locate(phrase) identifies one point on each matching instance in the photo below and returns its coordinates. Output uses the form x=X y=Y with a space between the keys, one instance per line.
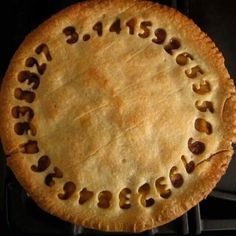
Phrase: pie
x=118 y=115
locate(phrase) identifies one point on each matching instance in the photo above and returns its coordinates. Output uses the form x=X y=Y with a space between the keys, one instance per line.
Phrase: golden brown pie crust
x=133 y=127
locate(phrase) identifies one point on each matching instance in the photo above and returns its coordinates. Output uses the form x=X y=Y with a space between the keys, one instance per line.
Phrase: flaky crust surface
x=119 y=111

- **Work to be completed**
Render the lines of the records above as a JSON list of strings, with one string for each line and blank lines omitted. Leave the pictures out of the list.

- **Final result**
[
  "locate(phrase) identifies one point on each matching instance in the photo below and returns its coordinates. Output uses the form x=X y=Y with a space between the keys, one instance per line.",
  "Phrase: pie",
  "x=118 y=115",
  "locate(phrase) identifies one point on each matching instance in the photo above and returns its coordinates. Output uses the form x=X y=Y with a space between the keys, one instance per line.",
  "Phrase: golden brown pie crust",
  "x=133 y=127",
  "locate(phrase) identifies one point on each matching instance in the photo above and returns its coordinates. Output uses the form x=X y=Y with a space between the keys, one instance per line.",
  "Phrase: flaky crust surface",
  "x=119 y=111"
]